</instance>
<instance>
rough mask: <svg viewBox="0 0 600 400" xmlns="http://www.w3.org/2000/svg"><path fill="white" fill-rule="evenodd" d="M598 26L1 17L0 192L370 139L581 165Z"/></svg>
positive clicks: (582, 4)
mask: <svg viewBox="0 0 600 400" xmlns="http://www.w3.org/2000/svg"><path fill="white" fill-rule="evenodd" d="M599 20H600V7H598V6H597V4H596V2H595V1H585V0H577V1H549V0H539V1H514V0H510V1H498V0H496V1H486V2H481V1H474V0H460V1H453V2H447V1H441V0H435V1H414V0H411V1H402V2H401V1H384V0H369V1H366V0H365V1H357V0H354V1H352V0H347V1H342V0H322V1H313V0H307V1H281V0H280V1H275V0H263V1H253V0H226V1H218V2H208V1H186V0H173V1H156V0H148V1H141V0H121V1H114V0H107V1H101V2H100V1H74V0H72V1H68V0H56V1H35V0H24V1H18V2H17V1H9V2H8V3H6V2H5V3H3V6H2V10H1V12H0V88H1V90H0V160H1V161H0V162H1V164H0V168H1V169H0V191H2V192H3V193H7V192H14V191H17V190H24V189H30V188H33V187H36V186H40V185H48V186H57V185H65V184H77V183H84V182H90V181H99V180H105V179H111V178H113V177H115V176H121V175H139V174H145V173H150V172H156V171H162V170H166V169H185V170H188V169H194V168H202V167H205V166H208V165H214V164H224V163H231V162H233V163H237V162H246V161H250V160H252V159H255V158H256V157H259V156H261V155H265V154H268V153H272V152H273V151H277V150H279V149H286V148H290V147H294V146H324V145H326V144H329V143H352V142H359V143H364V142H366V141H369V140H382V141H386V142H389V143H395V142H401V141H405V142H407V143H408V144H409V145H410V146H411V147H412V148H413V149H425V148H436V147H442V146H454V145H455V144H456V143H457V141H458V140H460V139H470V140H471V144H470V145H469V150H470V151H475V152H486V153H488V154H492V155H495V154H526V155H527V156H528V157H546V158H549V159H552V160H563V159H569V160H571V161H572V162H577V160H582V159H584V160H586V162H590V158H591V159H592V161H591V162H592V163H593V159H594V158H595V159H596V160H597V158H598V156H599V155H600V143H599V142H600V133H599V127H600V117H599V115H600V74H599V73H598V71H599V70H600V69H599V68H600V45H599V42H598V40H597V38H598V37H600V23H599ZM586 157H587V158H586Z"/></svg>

######

> [Assigned task] Revise these lines by replacing "rough mask" with "coarse mask" and leaving everything else unchanged.

> [Your response]
</instance>
<instance>
coarse mask: <svg viewBox="0 0 600 400" xmlns="http://www.w3.org/2000/svg"><path fill="white" fill-rule="evenodd" d="M598 26L1 17L0 192L370 139L581 165Z"/></svg>
positive clicks: (582, 4)
mask: <svg viewBox="0 0 600 400" xmlns="http://www.w3.org/2000/svg"><path fill="white" fill-rule="evenodd" d="M599 20H600V7H598V6H597V4H596V2H595V1H585V0H577V1H549V0H539V1H514V0H510V1H498V0H496V1H486V2H481V1H474V0H460V1H453V2H447V1H441V0H435V1H414V0H411V1H402V2H401V1H384V0H369V1H366V0H365V1H357V0H354V1H352V0H347V1H342V0H322V1H313V0H307V1H281V0H280V1H275V0H263V1H253V0H226V1H218V2H208V1H186V0H173V1H156V0H148V1H141V0H121V1H114V0H107V1H101V2H100V1H74V0H72V1H68V0H56V1H35V0H24V1H18V2H17V1H9V2H8V3H6V2H5V3H3V6H2V10H1V12H0V88H1V90H0V160H1V161H0V162H1V164H0V168H1V169H0V191H2V192H3V193H7V192H14V191H17V190H24V189H30V188H33V187H36V186H40V185H48V186H57V185H65V184H77V183H84V182H90V181H99V180H105V179H111V178H113V177H115V176H121V175H139V174H145V173H150V172H156V171H162V170H166V169H185V170H188V169H194V168H202V167H205V166H208V165H214V164H224V163H231V162H233V163H237V162H246V161H250V160H252V159H255V158H256V157H259V156H261V155H265V154H268V153H272V152H273V151H277V150H279V149H286V148H290V147H294V146H324V145H326V144H329V143H352V142H359V143H364V142H366V141H369V140H382V141H386V142H389V143H395V142H401V141H405V142H407V143H408V144H409V145H410V146H411V147H412V148H413V149H425V148H436V147H442V146H454V145H455V144H456V143H457V141H458V140H460V139H470V140H471V144H470V145H469V150H470V151H475V152H486V153H488V154H492V155H495V154H526V155H527V156H528V157H546V158H549V159H552V160H563V159H569V160H571V161H572V162H577V160H582V159H584V160H586V162H590V158H591V159H592V161H591V162H592V163H593V159H594V158H595V159H596V160H597V158H598V156H599V155H600V143H599V142H600V133H599V127H600V117H599V115H600V74H599V73H598V71H599V70H600V69H599V68H600V45H599V42H598V40H597V38H598V37H600V23H599ZM586 157H587V158H586Z"/></svg>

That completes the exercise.